- [DOCUMENT EXCERPT]
* * *
RECOMMEND Procedure

METHOD Statement

The METHOD statement adds a method for computing recommendations for a recommender system. You can use the METHOD statement to specify details for a method definition, rather than using the default settings for that method.

Syntax

METHOD method-name </ option(s)>;

Required Argument

method-name

specifies the name of the method to add to a recommender system. The method name can be one of the following values:

AVERAGE | AVE | AVG a default method that is used to produce recommendations for users that have insufficient information in the recommender system. For example, a method might require that at least two ratings are on record for a user. If that is not the case, a request for a recommendation is provided with the AVG method.
SLOPEONE | SLOPE1 a simple regression-based method.
NEAREST | KNN a k-nearest-neighbor method that is based on measures of association between items or users. This method is also called a collaborative filter.
SVD a recommender method that is based on a singular-value decomposition of a user-item-ratings matrix.
ENSEMBLE a collection of other methods that you specify.
ARM a method that performs associative rule mining (ARM).
CLUSTER a cluster-based method that uses item or user profiles. Items or users are clustered. Then the similarity information between items or users for each cluster is computed to make recommendations.
Any method that has not already been defined for the SAS LASR Analytic Server, except for the CLUSTER and ARM methods, is created when a prediction request is processed. For example, suppose that you request a prediction with the k-nearest-neighbor method, and that method has not been added to the recommender system. The SAS LASR Analytic Server creates that method with default parameters and adds the method to the recommender system at that time.
Use the METHOD statement to add a method with explicitly defined parameters if you do not want to use the defaults. You must use the METHOD statement to add either the ARM or CLUSTER method, because those methods cannot be created using default values. For more information, see ARM Statement or CLUSTER Statement.

Optional Arguments

DATAFILTER="expression"

specifies an optional WHERE clause for each method. All of the data is filtered by this WHERE clause.
* * *
- [MATERIAL SUPPLIED]
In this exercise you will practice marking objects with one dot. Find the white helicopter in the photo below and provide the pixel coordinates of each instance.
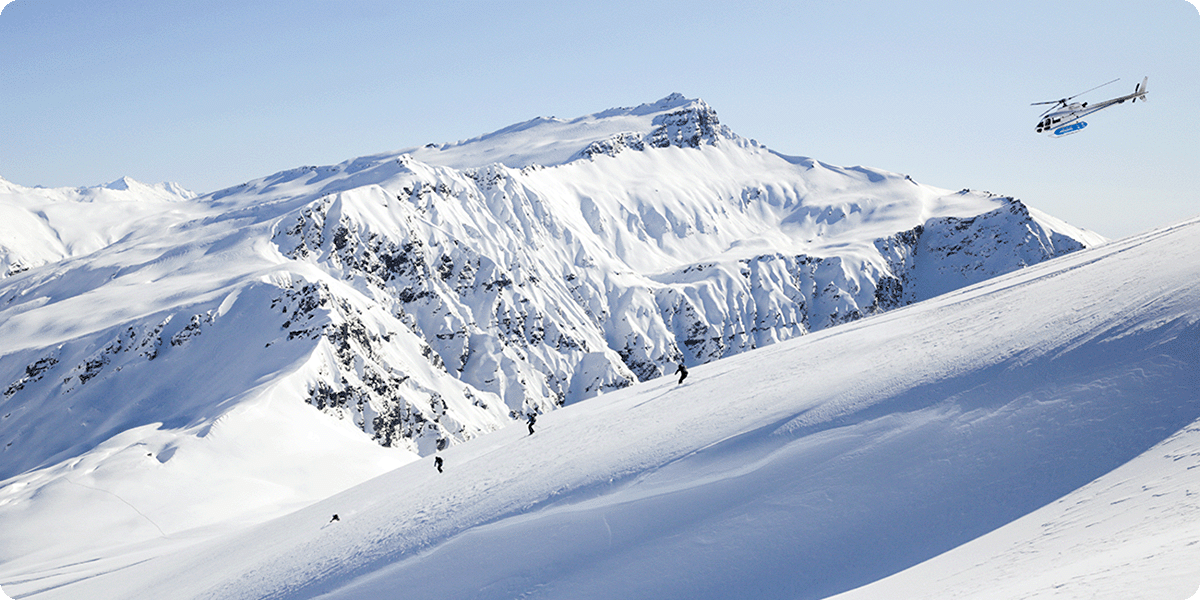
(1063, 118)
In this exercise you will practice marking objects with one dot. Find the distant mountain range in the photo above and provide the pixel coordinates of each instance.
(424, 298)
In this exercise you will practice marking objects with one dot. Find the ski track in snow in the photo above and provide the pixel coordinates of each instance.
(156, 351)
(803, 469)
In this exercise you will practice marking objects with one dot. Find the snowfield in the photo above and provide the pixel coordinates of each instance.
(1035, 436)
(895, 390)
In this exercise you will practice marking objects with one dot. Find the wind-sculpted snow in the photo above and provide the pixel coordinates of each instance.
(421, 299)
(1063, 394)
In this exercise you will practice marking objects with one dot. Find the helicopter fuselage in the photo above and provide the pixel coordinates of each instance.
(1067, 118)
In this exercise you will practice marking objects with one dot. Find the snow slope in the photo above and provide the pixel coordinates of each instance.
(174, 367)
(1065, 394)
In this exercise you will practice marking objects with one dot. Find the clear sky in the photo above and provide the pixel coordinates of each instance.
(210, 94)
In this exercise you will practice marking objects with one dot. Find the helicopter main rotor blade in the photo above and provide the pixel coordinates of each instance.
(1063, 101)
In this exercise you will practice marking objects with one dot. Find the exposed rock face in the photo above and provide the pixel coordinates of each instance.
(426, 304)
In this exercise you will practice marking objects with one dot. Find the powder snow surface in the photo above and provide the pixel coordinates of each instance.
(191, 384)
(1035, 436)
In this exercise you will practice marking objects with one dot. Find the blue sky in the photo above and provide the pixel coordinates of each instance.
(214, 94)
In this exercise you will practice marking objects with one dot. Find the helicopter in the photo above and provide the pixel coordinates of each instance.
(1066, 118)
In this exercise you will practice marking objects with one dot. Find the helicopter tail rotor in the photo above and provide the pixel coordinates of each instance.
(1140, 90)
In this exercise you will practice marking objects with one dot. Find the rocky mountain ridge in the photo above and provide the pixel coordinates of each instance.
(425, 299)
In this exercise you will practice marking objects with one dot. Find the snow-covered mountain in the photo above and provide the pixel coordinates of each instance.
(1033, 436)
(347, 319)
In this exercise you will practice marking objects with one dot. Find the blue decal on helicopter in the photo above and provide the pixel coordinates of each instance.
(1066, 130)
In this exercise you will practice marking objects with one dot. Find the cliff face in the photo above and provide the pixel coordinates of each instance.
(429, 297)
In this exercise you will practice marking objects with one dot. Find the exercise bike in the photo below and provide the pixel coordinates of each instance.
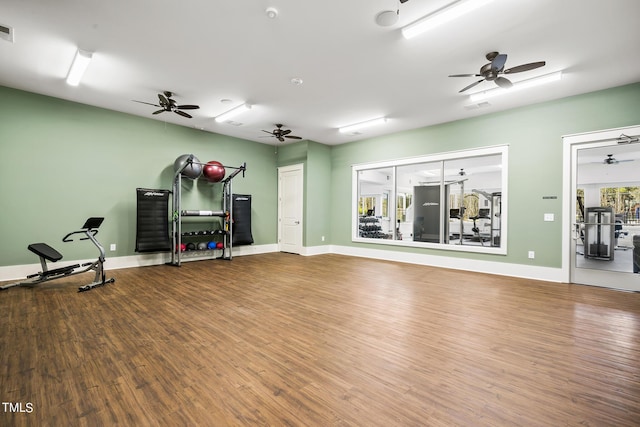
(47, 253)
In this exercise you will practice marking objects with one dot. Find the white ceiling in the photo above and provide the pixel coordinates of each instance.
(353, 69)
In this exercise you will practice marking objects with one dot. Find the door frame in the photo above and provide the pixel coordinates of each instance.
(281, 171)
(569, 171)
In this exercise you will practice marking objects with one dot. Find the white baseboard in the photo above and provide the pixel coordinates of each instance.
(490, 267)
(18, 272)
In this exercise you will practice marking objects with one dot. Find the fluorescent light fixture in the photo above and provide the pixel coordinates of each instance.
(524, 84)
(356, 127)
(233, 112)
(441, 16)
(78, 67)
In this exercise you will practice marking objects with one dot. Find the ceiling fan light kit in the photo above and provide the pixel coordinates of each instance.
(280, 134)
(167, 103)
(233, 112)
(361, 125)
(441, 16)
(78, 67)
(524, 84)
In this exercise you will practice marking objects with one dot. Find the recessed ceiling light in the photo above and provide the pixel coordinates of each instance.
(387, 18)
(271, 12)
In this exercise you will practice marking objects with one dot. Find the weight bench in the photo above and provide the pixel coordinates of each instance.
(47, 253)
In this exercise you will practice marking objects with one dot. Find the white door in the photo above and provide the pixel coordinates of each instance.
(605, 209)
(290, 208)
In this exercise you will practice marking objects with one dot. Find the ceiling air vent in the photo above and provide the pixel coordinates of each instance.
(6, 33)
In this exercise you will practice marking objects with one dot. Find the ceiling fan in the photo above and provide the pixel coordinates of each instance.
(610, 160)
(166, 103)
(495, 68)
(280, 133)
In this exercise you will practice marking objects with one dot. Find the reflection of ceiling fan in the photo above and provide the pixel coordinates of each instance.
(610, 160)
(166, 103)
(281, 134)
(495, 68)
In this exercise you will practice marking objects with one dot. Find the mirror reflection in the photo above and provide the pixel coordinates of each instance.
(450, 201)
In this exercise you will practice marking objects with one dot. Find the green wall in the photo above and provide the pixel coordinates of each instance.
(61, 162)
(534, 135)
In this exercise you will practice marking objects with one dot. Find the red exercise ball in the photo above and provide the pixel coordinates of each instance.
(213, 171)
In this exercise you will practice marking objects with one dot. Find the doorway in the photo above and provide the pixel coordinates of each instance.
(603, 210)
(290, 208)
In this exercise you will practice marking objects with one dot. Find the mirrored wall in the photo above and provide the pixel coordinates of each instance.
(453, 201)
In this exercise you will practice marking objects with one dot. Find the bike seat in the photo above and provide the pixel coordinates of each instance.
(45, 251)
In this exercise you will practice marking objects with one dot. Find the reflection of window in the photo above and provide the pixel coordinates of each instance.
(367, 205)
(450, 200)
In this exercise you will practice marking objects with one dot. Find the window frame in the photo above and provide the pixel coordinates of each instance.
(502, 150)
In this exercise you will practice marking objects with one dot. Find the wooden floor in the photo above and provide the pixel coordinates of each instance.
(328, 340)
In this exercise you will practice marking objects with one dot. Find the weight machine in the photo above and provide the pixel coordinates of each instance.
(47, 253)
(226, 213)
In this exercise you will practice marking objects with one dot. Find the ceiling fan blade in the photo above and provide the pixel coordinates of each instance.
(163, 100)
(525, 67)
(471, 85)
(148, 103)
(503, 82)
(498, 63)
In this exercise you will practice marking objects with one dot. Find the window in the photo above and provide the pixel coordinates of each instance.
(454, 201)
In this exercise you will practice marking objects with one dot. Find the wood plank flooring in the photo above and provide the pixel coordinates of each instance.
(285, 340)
* * *
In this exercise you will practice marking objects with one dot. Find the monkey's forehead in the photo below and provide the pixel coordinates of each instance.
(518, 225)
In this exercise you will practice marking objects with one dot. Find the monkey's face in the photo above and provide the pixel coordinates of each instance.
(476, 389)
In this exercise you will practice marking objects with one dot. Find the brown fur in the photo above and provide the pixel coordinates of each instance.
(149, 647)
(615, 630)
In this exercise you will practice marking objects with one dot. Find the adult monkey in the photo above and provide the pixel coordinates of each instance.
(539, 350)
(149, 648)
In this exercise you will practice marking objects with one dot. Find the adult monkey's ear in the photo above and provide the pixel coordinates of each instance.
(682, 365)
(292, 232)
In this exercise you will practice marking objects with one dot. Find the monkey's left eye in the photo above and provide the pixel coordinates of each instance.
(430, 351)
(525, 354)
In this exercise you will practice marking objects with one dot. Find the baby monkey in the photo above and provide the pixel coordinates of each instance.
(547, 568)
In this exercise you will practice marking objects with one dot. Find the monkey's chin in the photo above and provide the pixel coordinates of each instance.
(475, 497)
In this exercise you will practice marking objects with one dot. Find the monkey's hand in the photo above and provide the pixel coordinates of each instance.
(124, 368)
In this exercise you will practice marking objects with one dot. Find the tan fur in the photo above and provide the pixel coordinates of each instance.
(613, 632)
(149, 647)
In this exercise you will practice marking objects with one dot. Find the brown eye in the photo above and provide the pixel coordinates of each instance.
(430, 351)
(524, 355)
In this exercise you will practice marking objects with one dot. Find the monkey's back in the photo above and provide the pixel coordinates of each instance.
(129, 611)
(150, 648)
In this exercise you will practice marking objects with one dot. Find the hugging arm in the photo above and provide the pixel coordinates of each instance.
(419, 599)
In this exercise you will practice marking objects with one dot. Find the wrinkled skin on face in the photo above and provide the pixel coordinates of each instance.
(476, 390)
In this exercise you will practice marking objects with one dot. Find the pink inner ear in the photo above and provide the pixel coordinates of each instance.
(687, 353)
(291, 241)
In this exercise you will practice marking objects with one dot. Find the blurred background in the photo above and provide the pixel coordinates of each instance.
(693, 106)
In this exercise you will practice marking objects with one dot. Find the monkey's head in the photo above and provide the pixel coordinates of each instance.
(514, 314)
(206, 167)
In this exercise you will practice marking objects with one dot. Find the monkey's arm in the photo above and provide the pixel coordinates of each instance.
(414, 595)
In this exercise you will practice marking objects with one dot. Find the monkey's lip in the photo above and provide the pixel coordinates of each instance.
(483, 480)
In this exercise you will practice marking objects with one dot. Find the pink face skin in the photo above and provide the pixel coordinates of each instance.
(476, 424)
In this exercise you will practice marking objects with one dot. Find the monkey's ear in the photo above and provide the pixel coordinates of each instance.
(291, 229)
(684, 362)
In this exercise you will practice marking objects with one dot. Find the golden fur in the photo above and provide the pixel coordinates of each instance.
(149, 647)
* * *
- [REQUIREMENTS]
A. Set down the METHOD statement documentation word for word, starting at "METHOD method-name </" and ending at "the AVG method.".
B. List the methods that the METHOD statement documentation allows as a method name, giving only the first name shown for each one.
C. Extend the METHOD statement documentation, beginning after its last sentence.
The rows have no role in this work.

- [RESPONSES TO THE EXERCISE]
A.
METHOD method-name </ option(s)>;

Required Argument

method-name

specifies the name of the method to add to a recommender system. The method name can be one of the following values:

AVERAGE | AVE | AVG a default method that is used to produce recommendations for users that have insufficient information in the recommender system. For example, a method might require that at least two ratings are on record for a user. If that is not the case, a request for a recommendation is provided with the AVG method.

B.
AVERAGE
SLOPEONE
NEAREST
SVD
ENSEMBLE
ARM
CLUSTER

C.
DETAILS

requests that additional details are provided for the numerically intensive SVD and ensemble methods.

LABEL='string'

specifies a label by which the method can be identified. A label is important if you have multiple instances of a method definition (with different parameter values) in the recommender system.

FCONV=r

specifies a relative function convergence criterion for the numerical optimization in SVD and ensemble methods.

GCONV=r

specifies a relative gradient convergence criterion for the numerical optimization in SVD and ensemble methods.

MAXITER=n

specifies the maximum number of iterations for the numerical optimization in SVD and ensemble methods.

Default 1 (a one-step update)

MAXFEVAL=n

specifies the maximum number of function evaluations for the numerical optimization in SVD and ensemble methods.

SEED=n

specifies the seed for random number generation in SVD and ensemble methods.

SYSTEM=recommender-system

specifies the name of the recommender system in the SAS LASR Analytic Server that the procedure works with. Specify a two-level name, similar to a LIBNAME.MEMBER construct.

To work with an existing recommender system, the name that you specify identifies the application in the SAS LASR Analytic Server. When you create a new recommender system, the specified value becomes the name of that new system.
Alias RECOM=
Default RECOM.SYSTEM

Options for the SLOPEONE Method

HOLD=n

specifies the number of ratings to hold for users that are selected by the WITHHOLD= option. The specified number of ratings are selected at random to be held in a validation data set, which is a subset of the original data set.

Typically, you specify a positive number for the HOLD= option. However, you can specify a negative number, which indicates that all ratings should be held in the validation data set except for the specified number of ratings. For example, HOLD=–2 means that all ratings but two should be held in the validation data set.
Default 1
Interaction The HOLD= option is ignored if the WITHHOLD= option is not also specified.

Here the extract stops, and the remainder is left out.